▶ _Dataset_
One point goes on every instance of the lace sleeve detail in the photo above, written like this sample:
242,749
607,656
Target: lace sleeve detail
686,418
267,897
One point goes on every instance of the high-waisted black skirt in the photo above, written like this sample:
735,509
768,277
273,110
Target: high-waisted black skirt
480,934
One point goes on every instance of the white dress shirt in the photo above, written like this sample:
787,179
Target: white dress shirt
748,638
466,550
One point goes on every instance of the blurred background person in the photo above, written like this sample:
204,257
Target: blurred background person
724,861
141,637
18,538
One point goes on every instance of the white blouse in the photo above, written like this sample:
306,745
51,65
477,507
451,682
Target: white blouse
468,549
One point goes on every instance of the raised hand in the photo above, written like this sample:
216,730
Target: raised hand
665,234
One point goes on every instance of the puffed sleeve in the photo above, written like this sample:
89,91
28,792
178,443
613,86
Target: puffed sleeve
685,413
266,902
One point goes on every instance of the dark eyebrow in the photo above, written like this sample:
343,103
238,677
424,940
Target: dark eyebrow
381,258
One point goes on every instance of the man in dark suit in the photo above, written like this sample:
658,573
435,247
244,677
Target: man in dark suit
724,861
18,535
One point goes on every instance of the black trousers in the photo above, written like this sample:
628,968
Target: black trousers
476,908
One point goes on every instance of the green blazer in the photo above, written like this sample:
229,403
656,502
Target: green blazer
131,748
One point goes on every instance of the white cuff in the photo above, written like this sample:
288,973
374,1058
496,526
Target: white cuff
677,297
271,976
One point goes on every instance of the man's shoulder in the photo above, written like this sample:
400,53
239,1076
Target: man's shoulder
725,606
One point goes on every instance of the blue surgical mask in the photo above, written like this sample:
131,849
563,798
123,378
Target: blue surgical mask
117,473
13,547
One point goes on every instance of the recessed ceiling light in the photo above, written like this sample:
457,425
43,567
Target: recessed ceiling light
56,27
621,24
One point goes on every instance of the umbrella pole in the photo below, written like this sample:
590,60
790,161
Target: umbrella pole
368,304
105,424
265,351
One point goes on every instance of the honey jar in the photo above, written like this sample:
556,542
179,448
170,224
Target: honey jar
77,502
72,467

▶ _Work to complete_
Write out the material from the line containing "One point goes on every instance of the man's" through the end of the material, both ends included, without changing a character.

▶ _Answer in full_
One point goes on every instance of the man's shoulder in the photo above, written like this sample:
400,53
239,1076
Target: man's shoulder
725,606
One point goes on every instance of the blue surgical mask in the photo above, written like this sample:
131,849
563,798
123,378
Target: blue surgical mask
117,473
13,547
One point goes on every instance of the recessed ceiling light in the photo above, written like this sample:
457,425
43,567
Target: recessed ceiling light
56,27
621,24
One point goes on every instance of the umbrella pole in the photo below, written like this sample:
590,60
790,161
Target: umbrella pole
368,304
105,424
265,351
One point goes on every instance of the honey jar in the photo above, written like this sample:
556,542
179,448
170,224
Target: honey jar
77,502
72,467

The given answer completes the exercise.